"""
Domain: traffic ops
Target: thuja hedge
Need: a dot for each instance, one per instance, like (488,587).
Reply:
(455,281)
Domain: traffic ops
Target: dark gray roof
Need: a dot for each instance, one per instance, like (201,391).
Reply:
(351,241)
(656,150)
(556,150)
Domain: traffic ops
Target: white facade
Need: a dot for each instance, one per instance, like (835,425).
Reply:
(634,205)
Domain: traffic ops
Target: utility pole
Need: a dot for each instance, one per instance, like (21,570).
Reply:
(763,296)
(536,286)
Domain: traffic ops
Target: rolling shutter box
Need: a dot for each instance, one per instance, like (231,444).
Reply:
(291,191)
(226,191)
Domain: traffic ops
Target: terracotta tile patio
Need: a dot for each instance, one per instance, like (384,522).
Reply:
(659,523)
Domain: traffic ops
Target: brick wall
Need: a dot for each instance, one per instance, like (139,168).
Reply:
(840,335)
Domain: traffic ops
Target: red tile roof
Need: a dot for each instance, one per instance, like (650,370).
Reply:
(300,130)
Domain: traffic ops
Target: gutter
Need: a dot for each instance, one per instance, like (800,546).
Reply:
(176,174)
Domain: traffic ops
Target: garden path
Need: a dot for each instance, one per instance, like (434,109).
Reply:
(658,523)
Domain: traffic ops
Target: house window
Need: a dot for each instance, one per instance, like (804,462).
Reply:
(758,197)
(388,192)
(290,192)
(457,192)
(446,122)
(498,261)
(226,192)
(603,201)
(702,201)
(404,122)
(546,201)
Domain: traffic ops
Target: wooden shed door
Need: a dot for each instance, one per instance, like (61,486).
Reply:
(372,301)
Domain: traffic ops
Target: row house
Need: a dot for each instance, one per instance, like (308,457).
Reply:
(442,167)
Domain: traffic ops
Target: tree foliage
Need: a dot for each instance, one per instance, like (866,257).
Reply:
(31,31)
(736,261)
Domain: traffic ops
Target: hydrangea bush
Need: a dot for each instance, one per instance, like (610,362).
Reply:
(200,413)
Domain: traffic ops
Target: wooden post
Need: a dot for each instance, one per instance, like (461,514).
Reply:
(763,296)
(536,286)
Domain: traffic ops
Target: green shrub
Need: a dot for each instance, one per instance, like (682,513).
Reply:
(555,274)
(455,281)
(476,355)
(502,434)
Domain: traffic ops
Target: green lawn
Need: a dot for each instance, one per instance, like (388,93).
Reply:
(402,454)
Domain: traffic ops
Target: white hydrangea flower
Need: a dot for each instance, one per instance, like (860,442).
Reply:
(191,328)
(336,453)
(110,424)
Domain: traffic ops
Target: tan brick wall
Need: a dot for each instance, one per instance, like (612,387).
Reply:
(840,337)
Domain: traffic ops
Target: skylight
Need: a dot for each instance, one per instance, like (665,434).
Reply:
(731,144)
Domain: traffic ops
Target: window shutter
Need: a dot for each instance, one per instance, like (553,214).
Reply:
"""
- [What you have to do]:
In the entries above, restate word for word the lines between the one holding "Target: tree foliage" and the one holding "Target: green shrub", inclusive, and nothing besides.

- [Exercise result]:
Target: tree foliage
Need: a dot for each instance, one per instance, like (866,257).
Reply:
(31,31)
(736,261)
Domain: traffic ops
Target: hydrangea bush
Need: a dot for each instance, one per instance, like (610,362).
Reply:
(200,413)
Domain: traffic ops
Target: wooden post
Need: a dot for each instance, one per instance, like (461,514).
Reply:
(763,296)
(536,286)
Domain: traffic ops
Target: green shrub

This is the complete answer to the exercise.